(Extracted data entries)
== == ==

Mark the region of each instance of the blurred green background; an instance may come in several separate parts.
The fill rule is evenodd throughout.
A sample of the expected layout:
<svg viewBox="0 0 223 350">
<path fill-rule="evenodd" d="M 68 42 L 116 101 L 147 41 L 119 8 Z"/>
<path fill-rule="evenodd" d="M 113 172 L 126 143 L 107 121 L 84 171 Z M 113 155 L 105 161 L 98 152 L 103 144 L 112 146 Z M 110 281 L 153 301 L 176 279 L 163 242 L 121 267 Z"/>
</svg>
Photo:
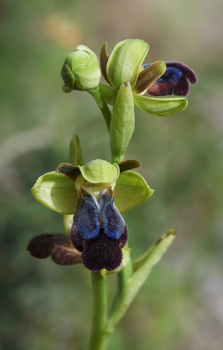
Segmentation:
<svg viewBox="0 0 223 350">
<path fill-rule="evenodd" d="M 68 161 L 80 135 L 85 161 L 109 161 L 106 127 L 86 92 L 62 92 L 60 70 L 78 44 L 99 56 L 108 43 L 138 38 L 145 63 L 193 68 L 188 106 L 162 118 L 136 109 L 126 154 L 154 195 L 123 215 L 133 258 L 171 227 L 178 236 L 111 338 L 109 350 L 220 350 L 223 344 L 223 3 L 218 0 L 3 0 L 0 5 L 1 350 L 86 350 L 91 315 L 89 272 L 26 251 L 62 216 L 30 189 Z M 115 280 L 108 278 L 110 296 Z"/>
</svg>

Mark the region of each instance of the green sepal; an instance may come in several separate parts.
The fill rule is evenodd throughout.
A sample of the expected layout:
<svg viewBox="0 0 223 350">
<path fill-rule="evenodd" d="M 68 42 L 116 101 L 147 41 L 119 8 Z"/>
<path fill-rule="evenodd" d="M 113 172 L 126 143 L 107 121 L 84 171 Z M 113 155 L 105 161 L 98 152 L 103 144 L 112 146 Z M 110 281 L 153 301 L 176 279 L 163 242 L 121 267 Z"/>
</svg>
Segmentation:
<svg viewBox="0 0 223 350">
<path fill-rule="evenodd" d="M 115 305 L 112 306 L 112 311 L 107 323 L 107 331 L 111 331 L 123 317 L 152 269 L 173 243 L 175 234 L 175 230 L 170 230 L 146 252 L 147 256 L 143 264 L 128 279 Z"/>
<path fill-rule="evenodd" d="M 112 114 L 110 134 L 113 162 L 118 163 L 124 159 L 134 127 L 132 93 L 129 83 L 125 83 L 118 90 Z"/>
<path fill-rule="evenodd" d="M 142 175 L 128 170 L 121 174 L 116 181 L 114 203 L 120 212 L 124 212 L 144 203 L 154 191 Z"/>
<path fill-rule="evenodd" d="M 60 214 L 73 215 L 78 194 L 75 183 L 55 172 L 41 176 L 31 189 L 34 197 L 45 206 Z"/>
<path fill-rule="evenodd" d="M 120 169 L 120 173 L 127 170 L 132 170 L 137 168 L 141 168 L 141 163 L 137 159 L 127 159 L 119 163 L 118 165 Z"/>
<path fill-rule="evenodd" d="M 77 134 L 74 134 L 70 142 L 69 162 L 76 166 L 84 164 L 81 145 Z"/>
<path fill-rule="evenodd" d="M 91 57 L 93 61 L 95 61 L 97 63 L 98 62 L 98 57 L 96 54 L 94 52 L 94 51 L 92 51 L 92 50 L 89 49 L 89 47 L 86 46 L 85 45 L 82 45 L 81 44 L 80 45 L 78 45 L 74 49 L 74 51 L 85 51 L 89 54 Z"/>
<path fill-rule="evenodd" d="M 156 61 L 142 70 L 138 75 L 136 84 L 132 91 L 134 93 L 141 93 L 165 72 L 166 67 L 163 61 Z"/>
<path fill-rule="evenodd" d="M 71 230 L 71 226 L 73 224 L 73 215 L 67 215 L 64 214 L 63 216 L 63 222 L 64 228 L 67 233 L 70 234 Z"/>
<path fill-rule="evenodd" d="M 103 268 L 101 270 L 101 274 L 102 277 L 105 278 L 106 276 L 109 275 L 114 275 L 115 273 L 118 273 L 121 271 L 123 267 L 125 267 L 128 263 L 130 259 L 130 253 L 132 250 L 128 247 L 125 246 L 122 250 L 123 258 L 122 264 L 116 270 L 114 270 L 113 271 L 108 271 L 105 268 Z"/>
<path fill-rule="evenodd" d="M 75 181 L 77 177 L 81 174 L 78 167 L 70 163 L 62 163 L 56 168 L 56 172 L 63 174 L 73 181 Z"/>
<path fill-rule="evenodd" d="M 117 164 L 111 164 L 101 159 L 92 160 L 78 167 L 83 177 L 92 183 L 112 182 L 117 180 L 120 173 Z"/>
<path fill-rule="evenodd" d="M 185 110 L 187 100 L 184 97 L 157 98 L 133 94 L 134 103 L 142 111 L 153 115 L 172 115 Z"/>
<path fill-rule="evenodd" d="M 100 66 L 101 67 L 101 74 L 105 80 L 106 80 L 107 83 L 109 84 L 109 81 L 108 79 L 106 72 L 107 63 L 109 58 L 109 56 L 108 55 L 107 52 L 107 43 L 106 43 L 101 48 L 101 53 L 100 54 Z"/>
<path fill-rule="evenodd" d="M 61 76 L 70 89 L 87 91 L 98 85 L 101 70 L 95 54 L 85 45 L 78 45 L 66 57 Z"/>
<path fill-rule="evenodd" d="M 127 39 L 116 45 L 107 65 L 107 77 L 112 86 L 119 89 L 128 82 L 134 88 L 149 47 L 147 43 L 139 39 Z"/>
<path fill-rule="evenodd" d="M 99 86 L 100 92 L 106 103 L 113 106 L 117 92 L 116 88 L 101 83 L 99 83 Z"/>
</svg>

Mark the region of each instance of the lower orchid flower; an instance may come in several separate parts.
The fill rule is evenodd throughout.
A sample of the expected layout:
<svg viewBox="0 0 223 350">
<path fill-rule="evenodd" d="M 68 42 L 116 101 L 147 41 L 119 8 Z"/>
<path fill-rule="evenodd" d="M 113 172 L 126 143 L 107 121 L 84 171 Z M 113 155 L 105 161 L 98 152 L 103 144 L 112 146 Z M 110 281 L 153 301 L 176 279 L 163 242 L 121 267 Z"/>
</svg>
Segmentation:
<svg viewBox="0 0 223 350">
<path fill-rule="evenodd" d="M 96 159 L 77 167 L 62 163 L 56 172 L 40 176 L 31 190 L 46 206 L 73 215 L 71 241 L 89 270 L 112 271 L 122 263 L 128 234 L 120 212 L 144 203 L 154 191 L 130 170 L 141 166 L 136 160 L 111 164 Z"/>
</svg>

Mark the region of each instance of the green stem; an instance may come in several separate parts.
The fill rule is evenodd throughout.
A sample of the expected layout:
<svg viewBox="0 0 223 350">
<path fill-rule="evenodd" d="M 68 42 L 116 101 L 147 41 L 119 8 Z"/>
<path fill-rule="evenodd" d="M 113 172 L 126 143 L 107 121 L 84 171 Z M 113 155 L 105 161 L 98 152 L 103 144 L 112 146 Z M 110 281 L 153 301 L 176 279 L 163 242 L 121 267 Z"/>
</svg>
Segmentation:
<svg viewBox="0 0 223 350">
<path fill-rule="evenodd" d="M 108 316 L 109 319 L 116 307 L 123 288 L 129 279 L 132 274 L 133 271 L 132 263 L 130 258 L 126 266 L 123 267 L 120 272 L 117 274 L 117 290 L 115 296 L 108 311 Z"/>
<path fill-rule="evenodd" d="M 106 279 L 100 271 L 91 272 L 93 315 L 89 350 L 106 350 L 112 332 L 106 329 L 107 294 Z"/>
<path fill-rule="evenodd" d="M 101 94 L 99 87 L 98 86 L 95 89 L 92 89 L 91 90 L 88 90 L 87 92 L 89 92 L 93 96 L 101 110 L 101 111 L 103 115 L 109 132 L 112 113 L 108 105 Z"/>
</svg>

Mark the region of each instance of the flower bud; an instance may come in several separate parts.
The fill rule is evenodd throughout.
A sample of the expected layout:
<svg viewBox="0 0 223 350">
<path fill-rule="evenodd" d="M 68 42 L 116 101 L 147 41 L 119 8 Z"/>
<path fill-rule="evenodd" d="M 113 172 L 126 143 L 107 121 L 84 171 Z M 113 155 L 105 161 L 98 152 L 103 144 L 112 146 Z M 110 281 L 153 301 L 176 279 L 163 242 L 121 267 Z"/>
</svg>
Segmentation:
<svg viewBox="0 0 223 350">
<path fill-rule="evenodd" d="M 86 46 L 78 45 L 67 57 L 61 74 L 65 85 L 70 89 L 86 91 L 94 89 L 101 77 L 97 56 Z M 68 92 L 67 89 L 65 92 Z"/>
</svg>

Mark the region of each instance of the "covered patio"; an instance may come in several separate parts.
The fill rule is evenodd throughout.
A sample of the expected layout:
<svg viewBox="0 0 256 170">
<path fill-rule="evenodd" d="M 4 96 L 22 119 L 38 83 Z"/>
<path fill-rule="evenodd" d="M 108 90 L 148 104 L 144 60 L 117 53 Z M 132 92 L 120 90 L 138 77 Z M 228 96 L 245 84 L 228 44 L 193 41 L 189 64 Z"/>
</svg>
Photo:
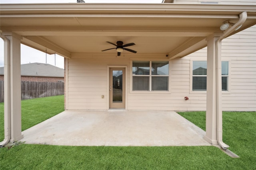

== == ==

### Task requirements
Locate every line in the entries above that contains the word "come", and copy each of those lines.

### Expected answer
Mark the region of each instance of the blurred green background; an instance may come in several separate parts.
Mark the region of each instance of the green sepal; an instance may come in several separate parts.
Mark the region of each instance of the lower orchid flower; an instance may come in several separate parts.
Mark the region of each instance of the green stem; an instance may come in several separate parts.
Mark the region of each instance of the flower bud; an instance may come in several separate parts.
Mark the region of each instance of the "covered patio"; an instance may come in several separate parts.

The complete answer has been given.